(EXERCISE GOAL) Output all entries verbatim. Skip pictures.

(DATASET)
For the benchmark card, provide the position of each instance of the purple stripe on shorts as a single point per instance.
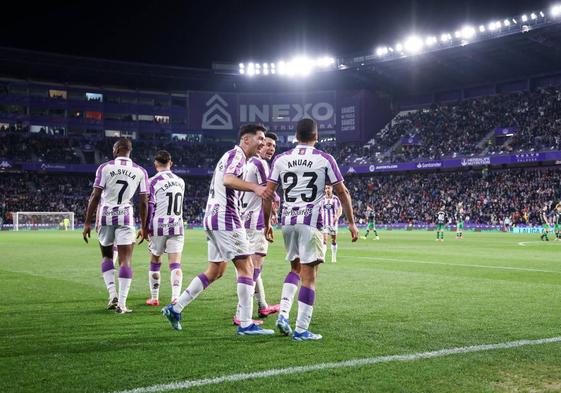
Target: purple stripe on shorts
(125, 272)
(127, 216)
(115, 217)
(104, 216)
(98, 175)
(294, 217)
(214, 219)
(245, 280)
(106, 265)
(173, 266)
(307, 295)
(308, 218)
(292, 278)
(171, 226)
(203, 279)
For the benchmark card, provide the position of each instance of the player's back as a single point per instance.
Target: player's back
(222, 211)
(257, 171)
(166, 199)
(302, 174)
(119, 179)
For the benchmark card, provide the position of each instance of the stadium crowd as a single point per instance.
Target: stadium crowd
(487, 196)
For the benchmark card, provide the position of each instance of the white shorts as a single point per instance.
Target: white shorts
(258, 244)
(121, 235)
(304, 242)
(227, 245)
(169, 243)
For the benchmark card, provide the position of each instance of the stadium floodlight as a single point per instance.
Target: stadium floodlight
(413, 44)
(445, 37)
(381, 51)
(468, 32)
(430, 41)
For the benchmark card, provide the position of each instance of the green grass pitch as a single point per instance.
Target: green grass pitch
(404, 294)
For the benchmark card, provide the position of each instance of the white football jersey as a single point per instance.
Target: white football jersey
(167, 192)
(222, 209)
(302, 174)
(119, 179)
(257, 171)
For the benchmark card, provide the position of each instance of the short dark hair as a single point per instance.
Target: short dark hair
(123, 144)
(306, 130)
(251, 129)
(271, 135)
(163, 157)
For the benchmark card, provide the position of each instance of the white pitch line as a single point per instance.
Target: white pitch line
(523, 269)
(523, 244)
(344, 364)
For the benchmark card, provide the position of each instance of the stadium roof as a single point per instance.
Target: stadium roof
(517, 56)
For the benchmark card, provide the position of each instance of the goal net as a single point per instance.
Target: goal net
(24, 221)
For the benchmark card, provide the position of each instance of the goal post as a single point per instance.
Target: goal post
(43, 220)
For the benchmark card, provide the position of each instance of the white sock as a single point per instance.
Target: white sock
(108, 272)
(289, 289)
(124, 287)
(245, 288)
(154, 280)
(260, 293)
(176, 279)
(304, 317)
(306, 298)
(197, 285)
(125, 279)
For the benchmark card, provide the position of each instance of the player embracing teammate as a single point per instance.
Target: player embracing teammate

(ANSWER IN FULL)
For the benchmark card, provide the position of each instance of the purple stripe on shorts as a single point per instance.
Target: purple stripe on shorts
(125, 272)
(127, 216)
(115, 217)
(104, 216)
(98, 175)
(294, 217)
(214, 219)
(245, 280)
(106, 265)
(173, 266)
(307, 295)
(308, 218)
(292, 278)
(171, 226)
(203, 279)
For the benchmark card, provide the position of each instance of the player's back as a single point per instance.
Target: player's back
(222, 211)
(257, 171)
(166, 199)
(302, 174)
(119, 179)
For the benchmark card, provide the position of each instance of the stadium crowd as a single point per instance.
Target: stadium crowd
(487, 196)
For the benchmark card, provide the position of each instance of the white shorts as a single point per instance.
Target: white shorts
(258, 244)
(121, 235)
(304, 242)
(227, 245)
(169, 243)
For the benchmark card, provide the position of each instance of the stadium floodlight as a single point per instance.
Target: stadium floodlight
(413, 44)
(445, 37)
(381, 51)
(468, 32)
(430, 41)
For the benchmark card, provide the position of each instance of the green grass pitch as a single point per instance.
Target: green grass pitch
(404, 294)
For the benchmark card, provide the position of each instance of the white football jersey as a single point per instance.
Target: white football jersey
(167, 192)
(222, 209)
(302, 174)
(119, 179)
(257, 171)
For the benchmark card, provide the position of each instance of the short dark hair as a single point per instance.
Target: short dark hair
(123, 144)
(306, 130)
(251, 129)
(271, 135)
(163, 157)
For the benchmark card, provide the position of each instance of the white pitch line as a single point per instance.
Target: white pitch line
(523, 269)
(523, 244)
(344, 364)
For the benchmark card, provide the position of each instance of the stadium roof as a single point per instance.
Target: stadium roof
(517, 56)
For the benchmark card, provide the position of each instance of the goal net as a single point per instance.
Target: goal net
(24, 221)
For the benchmark card, provide the position of each instance of the goal post as a single point per instance.
Target: goal post
(43, 220)
For the benchmark card, provide the position of each instance of the white sock as a single point per instance.
Target: white sock
(108, 272)
(289, 289)
(124, 287)
(245, 288)
(154, 280)
(260, 293)
(176, 279)
(304, 317)
(306, 298)
(197, 285)
(125, 279)
For the benchmark card, provide the position of each instance of the player embracing teammate as a single point per instance.
Target: player embracing teammate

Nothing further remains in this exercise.